Leave out the pictures and return every entry exactly as it appears.

-- start of Record list --

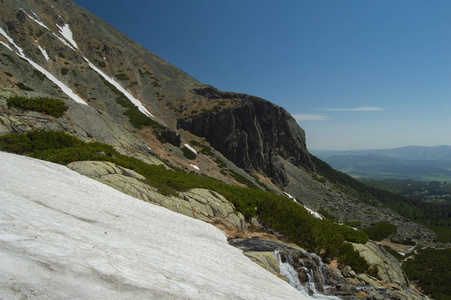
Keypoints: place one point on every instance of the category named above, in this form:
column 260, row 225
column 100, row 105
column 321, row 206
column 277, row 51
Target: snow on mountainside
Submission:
column 65, row 236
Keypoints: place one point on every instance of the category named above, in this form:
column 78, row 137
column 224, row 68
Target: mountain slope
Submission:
column 124, row 95
column 113, row 245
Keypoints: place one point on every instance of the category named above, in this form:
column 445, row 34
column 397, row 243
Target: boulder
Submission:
column 389, row 268
column 202, row 204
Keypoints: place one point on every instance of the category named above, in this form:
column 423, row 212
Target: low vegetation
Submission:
column 188, row 153
column 380, row 231
column 430, row 271
column 277, row 212
column 49, row 106
column 436, row 216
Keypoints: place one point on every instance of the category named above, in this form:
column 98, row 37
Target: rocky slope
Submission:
column 110, row 84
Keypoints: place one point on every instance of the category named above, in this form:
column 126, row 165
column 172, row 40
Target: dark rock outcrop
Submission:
column 256, row 135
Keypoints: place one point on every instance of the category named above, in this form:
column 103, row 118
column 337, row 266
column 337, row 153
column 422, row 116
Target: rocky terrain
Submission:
column 123, row 95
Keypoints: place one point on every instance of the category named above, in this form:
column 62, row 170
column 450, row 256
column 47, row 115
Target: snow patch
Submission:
column 67, row 34
column 7, row 46
column 291, row 197
column 44, row 53
column 61, row 85
column 191, row 148
column 314, row 213
column 111, row 244
column 37, row 21
column 130, row 97
column 195, row 167
column 60, row 38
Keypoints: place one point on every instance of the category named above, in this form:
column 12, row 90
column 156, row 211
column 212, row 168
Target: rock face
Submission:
column 308, row 273
column 202, row 204
column 256, row 135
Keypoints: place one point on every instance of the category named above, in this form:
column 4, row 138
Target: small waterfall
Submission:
column 287, row 270
column 309, row 288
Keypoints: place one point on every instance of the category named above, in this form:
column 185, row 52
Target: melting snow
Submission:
column 314, row 213
column 61, row 85
column 61, row 39
column 191, row 148
column 130, row 97
column 37, row 21
column 61, row 231
column 195, row 167
column 7, row 46
column 67, row 33
column 44, row 53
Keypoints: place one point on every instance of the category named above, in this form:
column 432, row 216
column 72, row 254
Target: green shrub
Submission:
column 188, row 153
column 430, row 271
column 101, row 64
column 354, row 224
column 380, row 231
column 394, row 253
column 49, row 106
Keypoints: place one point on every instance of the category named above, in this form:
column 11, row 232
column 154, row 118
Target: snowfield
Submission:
column 65, row 236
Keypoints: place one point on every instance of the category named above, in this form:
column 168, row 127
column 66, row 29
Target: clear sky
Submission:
column 355, row 74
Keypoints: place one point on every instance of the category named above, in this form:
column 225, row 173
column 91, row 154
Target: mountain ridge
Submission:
column 148, row 109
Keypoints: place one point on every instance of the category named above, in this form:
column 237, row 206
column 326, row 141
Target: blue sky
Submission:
column 355, row 74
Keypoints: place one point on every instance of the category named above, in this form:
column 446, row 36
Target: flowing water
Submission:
column 309, row 288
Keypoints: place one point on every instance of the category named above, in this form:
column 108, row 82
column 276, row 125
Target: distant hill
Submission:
column 411, row 162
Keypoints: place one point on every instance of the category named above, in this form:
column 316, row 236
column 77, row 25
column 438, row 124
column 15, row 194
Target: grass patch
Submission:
column 275, row 211
column 49, row 106
column 121, row 76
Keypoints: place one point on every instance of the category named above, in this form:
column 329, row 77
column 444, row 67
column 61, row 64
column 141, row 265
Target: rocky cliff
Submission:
column 255, row 134
column 123, row 95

-- end of Record list --

[Solution to the exercise]
Keypoints: place one point on every instance of the category named above, in this form:
column 260, row 225
column 100, row 105
column 321, row 206
column 277, row 51
Target: snow on mountainside
Submission:
column 65, row 236
Keypoints: place one point on every instance of the category named above, in this form:
column 78, row 137
column 224, row 68
Target: mountain slope
Submission:
column 124, row 95
column 113, row 245
Keypoints: place one point on every instance of the category named above, in this form:
column 445, row 34
column 397, row 243
Target: boulder
Submission:
column 389, row 268
column 202, row 204
Keypoints: place one point on every instance of the category named above, in this form:
column 423, row 212
Target: low vegetation
Submission:
column 188, row 153
column 380, row 231
column 430, row 271
column 277, row 212
column 49, row 106
column 436, row 216
Keypoints: place one point on every instance of the category named above, in this form:
column 98, row 37
Target: rocky slope
Submission:
column 110, row 84
Keypoints: place one point on every instance of the category named above, in this form:
column 126, row 165
column 172, row 40
Target: dark rock outcrop
Submission:
column 256, row 135
Keypoints: place one point on every instance of the category named above, in this form:
column 103, row 118
column 337, row 266
column 337, row 153
column 422, row 116
Target: rocky terrain
Submission:
column 123, row 95
Keypoints: place one point on every instance of the category named above, in this form:
column 62, row 170
column 450, row 256
column 47, row 115
Target: snow patch
Submission:
column 67, row 34
column 7, row 46
column 291, row 197
column 44, row 53
column 61, row 85
column 191, row 148
column 314, row 213
column 111, row 244
column 37, row 21
column 130, row 97
column 195, row 167
column 60, row 38
Keypoints: place one point on every instance of the category named above, in this form:
column 12, row 90
column 156, row 211
column 212, row 168
Target: rock face
Submission:
column 308, row 273
column 202, row 204
column 256, row 135
Keypoints: place one point on every instance of the category named above, in this form:
column 4, row 138
Target: small waterfall
Submission:
column 287, row 270
column 309, row 288
Keypoints: place one point on every instance of the category named above, in this form:
column 185, row 52
Target: melting snow
Submission:
column 314, row 213
column 61, row 85
column 61, row 39
column 191, row 148
column 130, row 97
column 37, row 21
column 61, row 231
column 195, row 167
column 7, row 46
column 67, row 33
column 44, row 53
Keypoints: place one point on every instance of the category named above, in this form:
column 432, row 216
column 72, row 254
Target: green shrub
Submission:
column 188, row 153
column 430, row 271
column 101, row 64
column 354, row 224
column 380, row 231
column 394, row 253
column 49, row 106
Keypoints: place one point on every instance of the category named above, in this form:
column 11, row 232
column 154, row 118
Target: snowfield
Submission:
column 65, row 236
Keypoints: place one point on every instance of the category named above, in this form:
column 168, row 127
column 66, row 29
Target: clear sky
Submission:
column 355, row 74
Keypoints: place one point on every instance of the category named above, in this form:
column 225, row 173
column 91, row 154
Target: mountain ridge
Submission:
column 148, row 109
Keypoints: place one point on every instance of the category named above, in this form:
column 237, row 206
column 326, row 141
Target: blue sky
Submission:
column 355, row 74
Keypoints: place one point on every instance of the category named above, in this form:
column 446, row 36
Target: flowing water
Submission:
column 309, row 288
Keypoints: place one point on every instance of the category named above, in this form:
column 108, row 82
column 276, row 125
Target: distant hill
Submission:
column 411, row 162
Keypoints: place one point on every instance of the category named above, in this form:
column 316, row 236
column 77, row 25
column 438, row 124
column 15, row 194
Target: grass patch
Submission:
column 275, row 211
column 49, row 106
column 121, row 76
Keypoints: place one point on every instance of the category named above, in this form:
column 329, row 77
column 444, row 67
column 61, row 64
column 141, row 265
Target: rocky cliff
Submission:
column 255, row 134
column 123, row 95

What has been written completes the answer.